- **Input material**:
◆ ◆ ◆

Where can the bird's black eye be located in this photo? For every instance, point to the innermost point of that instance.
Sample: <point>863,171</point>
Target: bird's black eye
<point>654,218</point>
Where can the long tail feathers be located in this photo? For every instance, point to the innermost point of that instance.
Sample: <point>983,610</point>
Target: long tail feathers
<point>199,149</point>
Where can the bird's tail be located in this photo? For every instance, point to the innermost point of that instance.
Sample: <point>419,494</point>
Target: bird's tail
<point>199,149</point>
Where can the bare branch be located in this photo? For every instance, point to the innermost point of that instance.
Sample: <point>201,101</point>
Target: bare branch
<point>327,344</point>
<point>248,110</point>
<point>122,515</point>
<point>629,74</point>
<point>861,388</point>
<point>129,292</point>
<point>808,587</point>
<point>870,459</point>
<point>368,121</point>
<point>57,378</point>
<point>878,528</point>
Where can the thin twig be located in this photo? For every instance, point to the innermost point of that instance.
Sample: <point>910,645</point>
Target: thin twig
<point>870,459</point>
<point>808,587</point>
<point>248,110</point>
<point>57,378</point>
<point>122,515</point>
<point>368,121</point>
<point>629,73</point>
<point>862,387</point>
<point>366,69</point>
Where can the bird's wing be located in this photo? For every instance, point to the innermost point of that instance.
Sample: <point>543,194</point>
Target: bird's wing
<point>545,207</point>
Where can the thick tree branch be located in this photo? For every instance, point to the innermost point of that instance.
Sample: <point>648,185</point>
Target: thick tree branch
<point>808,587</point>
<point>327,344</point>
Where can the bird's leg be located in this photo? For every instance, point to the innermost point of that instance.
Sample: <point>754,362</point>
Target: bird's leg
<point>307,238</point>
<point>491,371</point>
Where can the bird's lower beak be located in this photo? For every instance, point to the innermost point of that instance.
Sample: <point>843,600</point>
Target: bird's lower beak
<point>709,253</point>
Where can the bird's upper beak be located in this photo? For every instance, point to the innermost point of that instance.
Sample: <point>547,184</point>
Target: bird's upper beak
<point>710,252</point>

◆ ◆ ◆

- **To do**:
Please reproduce all of the rows above verbatim, in the same order.

- **Exercise answer**:
Where can the bird's black eye be located in this photo? For every instance, point to the innermost point of that instance.
Sample: <point>863,171</point>
Target: bird's black eye
<point>654,218</point>
Where can the long tail feathers be located in this photo? For every instance, point to the innermost point of that instance.
Sample: <point>983,610</point>
Target: long tail feathers
<point>199,149</point>
Where can the bird's tail be located in this photo? For every instance, point to the innermost point of that instance.
Sample: <point>419,494</point>
Target: bird's tail
<point>199,149</point>
Where can the bare branch be located in this photo? For every instance, point to the innermost point of that instance.
Sample: <point>201,101</point>
Target: bare branch
<point>327,344</point>
<point>248,110</point>
<point>122,515</point>
<point>629,74</point>
<point>861,388</point>
<point>129,292</point>
<point>808,587</point>
<point>870,459</point>
<point>368,121</point>
<point>57,378</point>
<point>878,528</point>
Where can the thin twig be located in this photo? For every instance, point to the innermost point of that instance.
Sample: <point>910,645</point>
Target: thin twig
<point>870,459</point>
<point>808,587</point>
<point>248,110</point>
<point>57,378</point>
<point>122,515</point>
<point>368,121</point>
<point>629,73</point>
<point>862,387</point>
<point>366,69</point>
Where can the bird's wing be located in this photo? For every instance, point to the innermost point of that instance.
Sample: <point>543,194</point>
Target: bird's wing
<point>545,207</point>
Where can the thick tree branch be located in this photo? For every instance, point to the innermost point of that instance.
Sample: <point>648,185</point>
Target: thick tree branch
<point>808,587</point>
<point>327,344</point>
Where can the bird's leg be located in this photo? For every instance, point to the innermost point of that instance.
Sample: <point>754,362</point>
Target: bird's leg
<point>307,238</point>
<point>491,371</point>
Where can the bird's lower beak be located in this photo? For every instance, point to the innermost point of that instance.
Sample: <point>843,600</point>
Target: bird's lower beak
<point>709,253</point>
Where can the bird's upper beak be located in this photo? For every instance, point to the innermost point of that instance.
Sample: <point>547,184</point>
Target: bird's upper beak
<point>710,252</point>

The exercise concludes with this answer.